• **EXERCISE AIM**: Below are entries; repeat exactly, and nothing else, the lines from the one holding "pixel 371 350" through the one holding "pixel 302 425", inclusive. Leave the pictures out.

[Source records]
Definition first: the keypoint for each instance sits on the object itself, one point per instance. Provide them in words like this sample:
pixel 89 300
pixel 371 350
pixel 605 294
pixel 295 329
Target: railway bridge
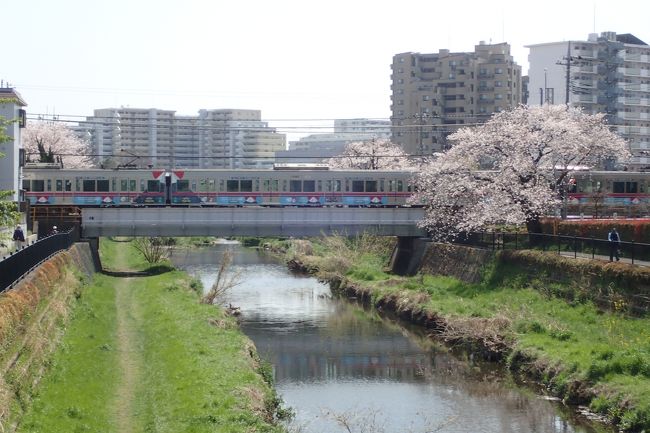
pixel 250 221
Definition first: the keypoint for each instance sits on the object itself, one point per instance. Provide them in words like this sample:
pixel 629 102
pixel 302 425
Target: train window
pixel 232 185
pixel 152 185
pixel 183 185
pixel 102 185
pixel 295 186
pixel 88 185
pixel 309 186
pixel 38 185
pixel 246 186
pixel 271 185
pixel 371 186
pixel 203 185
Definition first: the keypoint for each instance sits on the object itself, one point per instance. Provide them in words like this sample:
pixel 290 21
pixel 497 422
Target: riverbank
pixel 585 355
pixel 142 354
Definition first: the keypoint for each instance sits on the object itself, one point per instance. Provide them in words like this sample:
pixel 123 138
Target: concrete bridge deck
pixel 250 221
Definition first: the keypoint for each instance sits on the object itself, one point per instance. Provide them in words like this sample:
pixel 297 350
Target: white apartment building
pixel 608 73
pixel 318 147
pixel 158 138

• **REPLY TO THE TASK**:
pixel 371 350
pixel 605 294
pixel 295 329
Target: railway bridge
pixel 250 221
Definition first: the keypoint for each instance sits on the object itself, one point per instance. Provide them in words like this sample:
pixel 629 102
pixel 302 425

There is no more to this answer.